··· Selected extract

Hamas militants blew the border open last Wednesday to release the pressure of a six-month Israeli blockade. Egypt has since been struggling to regain control of it.
On the Egyptian side of the divided border town of Rafah, many gas stations have gone out of fuel and groceries are short on food. The Egyptians, eager at first to make a buck from the Palestinian shopping spree, want the border crisis wrapped up quickly.
Hammad, 26, said he restocked his store twice this week but ran out of items to sell Tuesday.
They are buying everything, he said of the Palestinians. God forbid, they will also buy the air, and we will not be able to breathe.
Egyptian border guards were busy repairing another section of the destroyed Gaza border wall Tuesday, slowing Palestinians in their arrivals. On the Gazan side of Rafah, Hamas forces were managing traffic, stopping at least one car carrying Palestinian civilians and forcing it to turn around.
But even though the cross-border movement was just in the hundreds Tuesday - a trickle compared to previous days- mostly because of the cold, windy weather, it was unclear if Egypt planned to completely halt the crossings.
Two large border breaches remained open - including the ones the guards were repairing. Egypt also deployed several dozen riot police armed with shields and batons at the two remaining openings. Other riot police blocked the Egyptian Rafah's main road and told Palestinian cars to head back to Gaza.
Some disgruntled Egyptians even claimed they were being robbed.
Standing in the middle of a Rafah street in mid-covered sandals, wood collector Khamis Abou-Fares complained to anyone who would listen.
After blinking for a second, I could no longer see my pile of wood, he said.
The Palestinians destroyed our town and now they are stealing from us. Is this the way to return a favor?
Nooreldin el-Goneus, 25, said some Palestinians offered to buy the sheep he was selling to get cash for his upcoming wedding, but he declined because their offer wasn't good enough. Half an hour later, his flock was gone from outside his home. He claimed his brother saw some Palestinians load his sheep onto their truck.
We took you (Palestinians) in and gave you everything we had, and now you are slapping us with those thefts, he lamented.
Some form of agreement on who controls the border could come either late
Tuesday or Wednesday when Palestinian President Mahmoud Abbas and a Hamas
delegation hold separate meetings with Egyptian officials in Cairo. Jittery about the border chaos, Egypt has invited Abbas and his rival Hamas movement to the talks to end the weeklong crisis.
Abbas has ruled from the West Bank since Hamas militants overran his forces and seized control of Gaza last June. Abbas still claims authority over Gaza, but in reality wields no influence there.

······
··· Data lines

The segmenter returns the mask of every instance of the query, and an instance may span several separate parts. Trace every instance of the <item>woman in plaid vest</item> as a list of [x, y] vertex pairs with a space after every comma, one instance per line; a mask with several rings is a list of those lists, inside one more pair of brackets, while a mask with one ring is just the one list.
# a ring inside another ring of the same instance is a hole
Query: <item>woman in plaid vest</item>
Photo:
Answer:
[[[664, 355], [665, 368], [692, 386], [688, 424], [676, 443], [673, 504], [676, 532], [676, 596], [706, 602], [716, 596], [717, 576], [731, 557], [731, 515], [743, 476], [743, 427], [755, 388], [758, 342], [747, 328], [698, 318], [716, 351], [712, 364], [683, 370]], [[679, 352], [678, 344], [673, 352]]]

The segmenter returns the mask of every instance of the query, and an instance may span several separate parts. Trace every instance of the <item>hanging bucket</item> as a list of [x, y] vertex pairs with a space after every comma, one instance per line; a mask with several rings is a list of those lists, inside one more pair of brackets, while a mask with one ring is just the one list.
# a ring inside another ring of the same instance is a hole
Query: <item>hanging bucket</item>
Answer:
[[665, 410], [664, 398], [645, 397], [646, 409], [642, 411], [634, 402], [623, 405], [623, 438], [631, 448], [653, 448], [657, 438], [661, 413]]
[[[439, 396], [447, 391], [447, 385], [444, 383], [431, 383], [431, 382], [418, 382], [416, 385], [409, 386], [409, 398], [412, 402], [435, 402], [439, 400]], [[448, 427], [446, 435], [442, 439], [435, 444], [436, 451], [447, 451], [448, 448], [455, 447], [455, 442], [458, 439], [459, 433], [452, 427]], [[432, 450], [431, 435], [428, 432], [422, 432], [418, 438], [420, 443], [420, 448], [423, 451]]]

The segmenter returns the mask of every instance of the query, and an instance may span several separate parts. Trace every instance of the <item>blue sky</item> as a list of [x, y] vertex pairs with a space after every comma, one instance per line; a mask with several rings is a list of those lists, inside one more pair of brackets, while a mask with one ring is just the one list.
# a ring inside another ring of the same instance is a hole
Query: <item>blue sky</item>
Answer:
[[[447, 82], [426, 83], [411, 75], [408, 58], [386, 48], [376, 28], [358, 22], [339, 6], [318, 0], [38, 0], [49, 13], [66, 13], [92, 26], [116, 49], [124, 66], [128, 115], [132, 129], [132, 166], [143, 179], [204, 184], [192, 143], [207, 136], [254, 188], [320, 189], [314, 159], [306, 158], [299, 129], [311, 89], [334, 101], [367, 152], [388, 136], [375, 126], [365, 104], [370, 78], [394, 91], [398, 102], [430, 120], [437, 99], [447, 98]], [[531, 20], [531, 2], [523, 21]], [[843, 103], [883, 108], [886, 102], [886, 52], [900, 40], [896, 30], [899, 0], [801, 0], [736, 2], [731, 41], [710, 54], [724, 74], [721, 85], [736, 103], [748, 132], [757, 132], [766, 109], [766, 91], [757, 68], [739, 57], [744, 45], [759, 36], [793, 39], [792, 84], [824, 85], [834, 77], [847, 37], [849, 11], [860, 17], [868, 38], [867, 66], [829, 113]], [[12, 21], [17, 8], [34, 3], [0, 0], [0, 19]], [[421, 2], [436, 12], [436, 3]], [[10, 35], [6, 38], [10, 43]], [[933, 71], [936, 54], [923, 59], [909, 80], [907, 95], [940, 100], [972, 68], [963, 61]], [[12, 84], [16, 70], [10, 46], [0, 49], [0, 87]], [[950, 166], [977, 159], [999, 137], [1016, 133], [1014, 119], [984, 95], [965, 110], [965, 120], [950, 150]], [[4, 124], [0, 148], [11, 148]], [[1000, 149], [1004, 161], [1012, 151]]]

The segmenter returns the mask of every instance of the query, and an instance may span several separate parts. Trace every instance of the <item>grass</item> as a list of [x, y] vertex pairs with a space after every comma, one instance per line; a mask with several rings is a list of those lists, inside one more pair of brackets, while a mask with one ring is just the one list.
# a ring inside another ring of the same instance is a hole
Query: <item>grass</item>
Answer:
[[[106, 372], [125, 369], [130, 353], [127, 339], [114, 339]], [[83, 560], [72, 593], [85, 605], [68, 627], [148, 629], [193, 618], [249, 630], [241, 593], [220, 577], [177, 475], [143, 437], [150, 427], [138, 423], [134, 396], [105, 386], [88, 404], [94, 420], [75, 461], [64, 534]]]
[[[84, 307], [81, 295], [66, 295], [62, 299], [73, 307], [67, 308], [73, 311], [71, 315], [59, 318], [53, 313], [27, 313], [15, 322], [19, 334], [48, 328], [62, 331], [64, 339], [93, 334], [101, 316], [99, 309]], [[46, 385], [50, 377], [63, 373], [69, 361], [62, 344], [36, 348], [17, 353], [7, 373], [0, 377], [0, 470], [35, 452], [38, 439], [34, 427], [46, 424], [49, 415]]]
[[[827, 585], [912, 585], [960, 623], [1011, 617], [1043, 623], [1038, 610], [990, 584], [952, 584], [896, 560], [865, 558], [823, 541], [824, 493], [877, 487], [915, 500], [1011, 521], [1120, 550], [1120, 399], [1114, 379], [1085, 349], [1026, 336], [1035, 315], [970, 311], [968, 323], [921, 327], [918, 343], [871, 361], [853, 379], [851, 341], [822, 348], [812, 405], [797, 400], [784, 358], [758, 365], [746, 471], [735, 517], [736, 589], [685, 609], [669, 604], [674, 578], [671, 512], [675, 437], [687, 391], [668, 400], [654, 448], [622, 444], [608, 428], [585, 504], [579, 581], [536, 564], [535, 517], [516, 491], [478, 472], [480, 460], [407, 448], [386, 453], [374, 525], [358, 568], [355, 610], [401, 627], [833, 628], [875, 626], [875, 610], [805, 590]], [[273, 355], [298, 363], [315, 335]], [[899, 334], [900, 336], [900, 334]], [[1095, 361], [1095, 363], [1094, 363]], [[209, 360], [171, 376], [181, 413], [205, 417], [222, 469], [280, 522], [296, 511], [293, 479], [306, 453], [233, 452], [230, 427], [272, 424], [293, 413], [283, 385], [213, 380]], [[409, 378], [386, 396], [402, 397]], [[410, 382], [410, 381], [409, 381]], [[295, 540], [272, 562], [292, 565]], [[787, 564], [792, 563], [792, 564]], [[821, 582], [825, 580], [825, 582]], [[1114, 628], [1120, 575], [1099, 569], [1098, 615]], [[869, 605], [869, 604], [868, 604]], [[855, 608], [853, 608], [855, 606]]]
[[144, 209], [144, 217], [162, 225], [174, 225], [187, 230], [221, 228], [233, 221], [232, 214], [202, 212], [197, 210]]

······

◆ Exercises to complete:
[a] Answer these questions from the article on the Rafah border breach, one per line:
(i) On what day did Hammad run out of items to sell?
(ii) What work does Khamis Abou-Fares do?
(iii) In what city are Mahmoud Abbas and a Hamas delegation to hold separate meetings with Egyptian officials?
[b] Quote the article on the Rafah border breach word for word, starting with "On the Egyptian" and going on through "to turn around.".

◆ Complete answers:
[a]
(i) Tuesday
(ii) He is a wood collector.
(iii) Cairo

[b]
On the Egyptian side of the divided border town of Rafah, many gas stations have gone out of fuel and groceries are short on food. The Egyptians, eager at first to make a buck from the Palestinian shopping spree, want the border crisis wrapped up quickly.
Hammad, 26, said he restocked his store twice this week but ran out of items to sell Tuesday.
They are buying everything, he said of the Palestinians. God forbid, they will also buy the air, and we will not be able to breathe.
Egyptian border guards were busy repairing another section of the destroyed Gaza border wall Tuesday, slowing Palestinians in their arrivals. On the Gazan side of Rafah, Hamas forces were managing traffic, stopping at least one car carrying Palestinian civilians and forcing it to turn around.